### Exercise instructions
Print out each entry below exactly; do not carry over any image.

[Image-grounded pointing data]
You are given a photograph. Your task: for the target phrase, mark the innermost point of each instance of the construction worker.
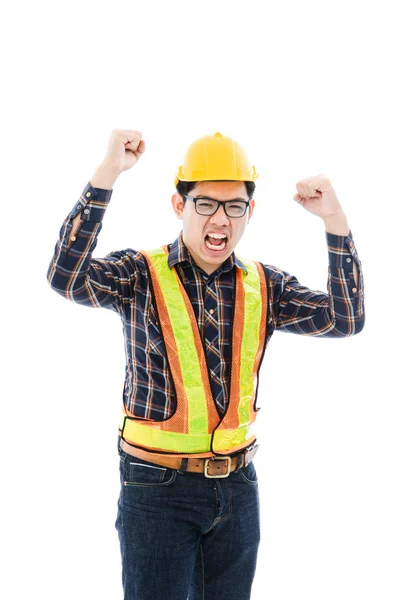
(197, 319)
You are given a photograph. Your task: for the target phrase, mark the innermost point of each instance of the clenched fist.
(317, 195)
(124, 149)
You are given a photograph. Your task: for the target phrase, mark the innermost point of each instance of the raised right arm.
(73, 273)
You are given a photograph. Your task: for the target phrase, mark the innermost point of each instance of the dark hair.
(184, 187)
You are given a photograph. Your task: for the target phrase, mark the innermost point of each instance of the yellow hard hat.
(215, 157)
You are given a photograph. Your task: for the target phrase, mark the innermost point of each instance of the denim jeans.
(184, 536)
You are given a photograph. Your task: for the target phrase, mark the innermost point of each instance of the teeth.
(212, 247)
(217, 235)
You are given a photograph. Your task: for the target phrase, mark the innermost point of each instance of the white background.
(306, 88)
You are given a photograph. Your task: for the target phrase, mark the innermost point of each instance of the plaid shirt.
(120, 282)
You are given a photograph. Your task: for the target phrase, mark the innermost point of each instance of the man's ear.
(177, 204)
(251, 206)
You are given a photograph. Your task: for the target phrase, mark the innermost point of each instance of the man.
(197, 319)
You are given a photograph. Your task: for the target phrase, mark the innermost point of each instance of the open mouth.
(215, 243)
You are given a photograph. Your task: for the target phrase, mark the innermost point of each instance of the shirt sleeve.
(74, 274)
(340, 312)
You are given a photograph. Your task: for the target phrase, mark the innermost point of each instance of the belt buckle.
(228, 458)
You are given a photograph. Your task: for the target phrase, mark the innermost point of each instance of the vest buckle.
(206, 462)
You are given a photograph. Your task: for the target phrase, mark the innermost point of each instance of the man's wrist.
(337, 224)
(104, 177)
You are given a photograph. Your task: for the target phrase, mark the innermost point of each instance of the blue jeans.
(184, 536)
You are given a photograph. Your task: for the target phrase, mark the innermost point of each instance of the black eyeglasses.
(208, 206)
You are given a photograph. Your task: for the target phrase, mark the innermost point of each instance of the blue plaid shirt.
(120, 282)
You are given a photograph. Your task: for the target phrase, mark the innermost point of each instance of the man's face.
(197, 227)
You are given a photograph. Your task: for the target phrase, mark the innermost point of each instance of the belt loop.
(241, 457)
(183, 466)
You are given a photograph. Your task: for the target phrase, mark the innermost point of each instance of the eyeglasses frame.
(219, 202)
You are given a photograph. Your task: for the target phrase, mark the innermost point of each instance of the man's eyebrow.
(210, 198)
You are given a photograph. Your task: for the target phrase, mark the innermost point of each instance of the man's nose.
(220, 216)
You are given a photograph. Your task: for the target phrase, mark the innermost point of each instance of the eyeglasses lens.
(236, 208)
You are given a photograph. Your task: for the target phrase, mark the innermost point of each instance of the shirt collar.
(179, 253)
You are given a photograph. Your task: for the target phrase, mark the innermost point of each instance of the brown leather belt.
(214, 466)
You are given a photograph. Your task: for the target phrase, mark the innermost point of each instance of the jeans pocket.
(138, 472)
(249, 474)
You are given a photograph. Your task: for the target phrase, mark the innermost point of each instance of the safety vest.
(196, 429)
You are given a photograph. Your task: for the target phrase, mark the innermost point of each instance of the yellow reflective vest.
(196, 429)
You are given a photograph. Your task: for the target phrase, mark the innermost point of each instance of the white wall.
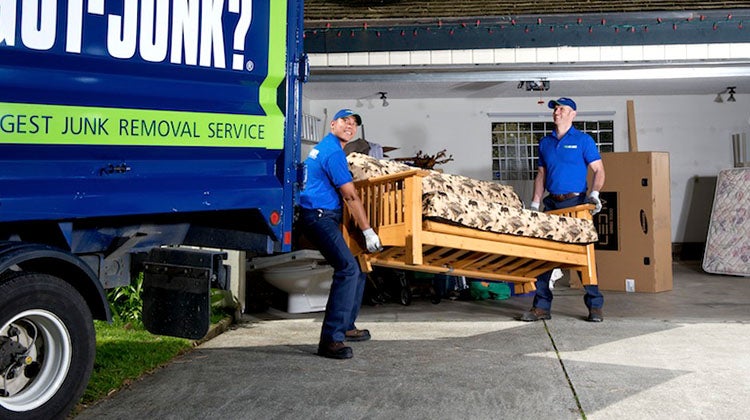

### Result of this task
You are given a photograph. Your task: for the target phrase, mark the innermost point of each instance of the construction worker.
(197, 319)
You are given a photograph. Your task: for the target phrase, mark the innermost point of each instance of the clenched fist.
(317, 195)
(124, 149)
You are given a photograph. Your task: for the target phrase, mark the innermost point of each instance of the raised right arm.
(73, 273)
You are given a photograph. Your task: for the target phrase, mark the innermost point of each instance of the dark hair.
(184, 187)
You are given a photograph. Your task: for the target phrase, mark the innermost point of each instance of the yellow hard hat.
(215, 157)
You are given a photograph. Your task: for the target phrase, mark the innermost point of each instance of the denim jeans.
(184, 536)
You are given a photograph. Your task: for the target phrase, mark the innermost point of each instance of the teeth.
(212, 247)
(217, 235)
You are given a photograph. Your task: for the target phrase, mark the innermost point of each instance of the white background.
(306, 88)
You are given a photograph. Your task: for the target phrase, mark the innermost point of each instance of the plaid shirt.
(120, 282)
You are given a photograph. Your task: for the target phrase, mark the innermost point of each instance of the man's ear.
(177, 204)
(251, 206)
You are given a photograph. Your task: for the target phrase, mark the innermost point of each instance of the man.
(197, 319)
You are given a photograph. Your task: for the target phrase, mark the innermost point of each instance of the open mouth.
(215, 243)
You are given a photograph. Your task: for the target phrase, mark the innermost point of each instance of the shirt sleeve.
(74, 274)
(340, 312)
You are given a photograph. Your task: for the target phrase, mark the innermost point of each instance of the belt buckle.
(228, 458)
You are given a photograph. Your task: for the target phrase, mark the innermost point of each instance of the vest buckle.
(206, 462)
You are given a photograph. Your task: for the target phrase, mark the innermost point of each instance of the man's wrist.
(337, 224)
(104, 177)
You are given a photograph. Your task: for the target phrase, mark the innermost point of each instance of the blue jeans.
(184, 536)
You are given a photograph. Your task: for the target phrase, mark the innermost point of each instance of the black eyeglasses.
(208, 206)
You are given a photograph. Your task: for the target phrase, mark the innermost point of each instance of the blue plaid shirt.
(120, 282)
You are given a photograph. Your task: for the target phrase, mark the innermost point of each instance of the man's face.
(197, 227)
You are given a photograph. Your task: for the target phrase, mark the innermost point of each instance of the belt loop.
(241, 457)
(183, 466)
You are given a photograph. Your task: for the target phrase, mark the innermost point of each instance of the eyeglasses frame.
(219, 202)
You are given a photograph. Your task: for the target phrase, mark the innermost point of each instance of the man's eyebrow.
(210, 198)
You are given a photograph. Your task: for the target phrase, mark the innermost point of each instance of the man's nose.
(220, 216)
You are given a photograph. Your task: for the target phrase, mark the innermost point of each instance of the eyeglasses lens.
(236, 208)
You are given a photograph. Your task: for the target phrase, mark the innermost point of each instance of the shirt collar.
(179, 253)
You are given a photograph. Your task: for the target phrase, mark the innermost point of each instance of the brown leather belt.
(214, 466)
You are given a photograph. Your task: for the target phrase, mark the innermost point of each instance of the jeans pocket.
(138, 472)
(249, 474)
You are given a photograph. Your task: for the target phrase, mark the innermost point of each instance of the safety vest.
(196, 429)
You are given a photograph. Your task: for the target phrase, mark the innermost point of each instance of the yellow reflective vest.
(196, 429)
You are given a photograph. Your task: for the target phrase, mark the innermost point of each instance of the white wall.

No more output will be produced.